Consigne:
Recopiez fidèlement l'ensemble des données ci-dessous, ligne par ligne, sans rien y changer.

------------------------------

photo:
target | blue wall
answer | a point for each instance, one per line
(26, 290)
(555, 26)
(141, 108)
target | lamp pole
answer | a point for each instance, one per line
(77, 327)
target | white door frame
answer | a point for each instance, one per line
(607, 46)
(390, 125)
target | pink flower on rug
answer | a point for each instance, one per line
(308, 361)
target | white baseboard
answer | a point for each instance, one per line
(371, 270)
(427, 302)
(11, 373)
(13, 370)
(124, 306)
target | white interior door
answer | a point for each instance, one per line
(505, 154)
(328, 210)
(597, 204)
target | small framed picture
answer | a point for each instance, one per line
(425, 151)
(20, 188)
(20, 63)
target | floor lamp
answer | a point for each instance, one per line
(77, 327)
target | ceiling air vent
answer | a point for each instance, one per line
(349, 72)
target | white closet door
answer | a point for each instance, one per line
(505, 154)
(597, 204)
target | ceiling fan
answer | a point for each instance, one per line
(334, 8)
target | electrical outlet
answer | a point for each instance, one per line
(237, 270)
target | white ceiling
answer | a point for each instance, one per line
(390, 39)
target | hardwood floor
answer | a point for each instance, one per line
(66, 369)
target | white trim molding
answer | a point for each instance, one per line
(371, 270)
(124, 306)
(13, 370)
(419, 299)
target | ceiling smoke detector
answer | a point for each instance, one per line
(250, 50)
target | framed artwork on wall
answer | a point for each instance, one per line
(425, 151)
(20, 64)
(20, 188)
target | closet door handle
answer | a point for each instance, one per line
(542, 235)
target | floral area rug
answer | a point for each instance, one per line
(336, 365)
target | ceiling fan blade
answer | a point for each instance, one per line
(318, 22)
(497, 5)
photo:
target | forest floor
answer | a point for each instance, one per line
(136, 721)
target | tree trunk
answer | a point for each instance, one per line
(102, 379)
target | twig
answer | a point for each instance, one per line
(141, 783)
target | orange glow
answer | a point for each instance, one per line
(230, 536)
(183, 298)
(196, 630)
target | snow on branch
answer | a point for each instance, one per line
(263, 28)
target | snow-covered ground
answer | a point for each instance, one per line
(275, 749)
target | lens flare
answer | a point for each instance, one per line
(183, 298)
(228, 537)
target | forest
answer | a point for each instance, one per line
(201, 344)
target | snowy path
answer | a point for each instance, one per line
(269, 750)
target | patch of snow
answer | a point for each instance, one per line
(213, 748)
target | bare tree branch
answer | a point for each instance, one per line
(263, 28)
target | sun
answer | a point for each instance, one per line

------------------------------

Résultat attendu:
photo:
target | blue wall
answer | a point for each instance, one per line
(26, 290)
(555, 26)
(141, 108)
target | lamp pole
answer | a point for each instance, one per line
(77, 327)
target | white door frame
answer | a point for each instance, one per line
(607, 46)
(390, 125)
target | pink flower on rug
answer | a point for each instance, one per line
(308, 361)
target | white baseboard
answer | a point for each instance, one per line
(371, 270)
(427, 302)
(11, 373)
(13, 370)
(124, 306)
target | white interior door
answer | a point for each instance, one per line
(505, 154)
(328, 210)
(597, 204)
target | small framed picture
answer | a point for each instance, one per line
(425, 151)
(20, 188)
(20, 63)
target | floor lamp
answer | a point for each instance, one per line
(77, 327)
target | ceiling air vent
answer | a point for each instance, one per line
(349, 72)
target | white closet door
answer | a point for each instance, one per line
(505, 154)
(597, 204)
target | ceiling fan
answer | a point for each instance, one per line
(334, 8)
target | electrical outlet
answer | a point for each instance, one per line
(237, 270)
target | white ceiling
answer | a point for each instance, one per line
(390, 39)
target | hardwood floor
answer | a point for each instance, one per line
(66, 369)
target | white trim molding
answer | a point for each instance, one per line
(371, 270)
(124, 306)
(13, 370)
(419, 299)
target | ceiling smoke detector
answer | a point for each instance, one per line
(250, 50)
target | framed artwork on wall
answer | a point for each instance, one per line
(425, 151)
(20, 64)
(20, 188)
target | closet door handle
answer | a point for each instance, one per line
(542, 235)
target | floral area rug
answer | a point for each instance, one per line
(336, 365)
target | ceiling fan blade
answer | a point for each instance, one per line
(318, 22)
(497, 5)
photo:
target | forest floor
answer | a point for each instance, one per line
(136, 721)
target | tree trunk
answer | a point for each instance, one per line
(102, 379)
target | twig
answer | a point for each instance, one per line
(141, 783)
target | orange glow
answer | a point for each instance, one per line
(230, 536)
(183, 298)
(196, 630)
target | snow on branch
answer | a point for each instance, one per line
(263, 28)
target | snow-covered ground
answer | a point for each instance, one per line
(275, 749)
target | lens flare
answer | a point for each instance, one per line
(183, 298)
(228, 537)
target | forest
answer | a point for each instance, one per line
(201, 344)
target | snowy path
answer | a point for each instance, one per line
(269, 750)
target | patch of snow
answer | a point for each instance, one per line
(213, 748)
target | bare tree branch
answer | a point for each instance, one per line
(263, 28)
target | sun
answer | a point for each instance, one per line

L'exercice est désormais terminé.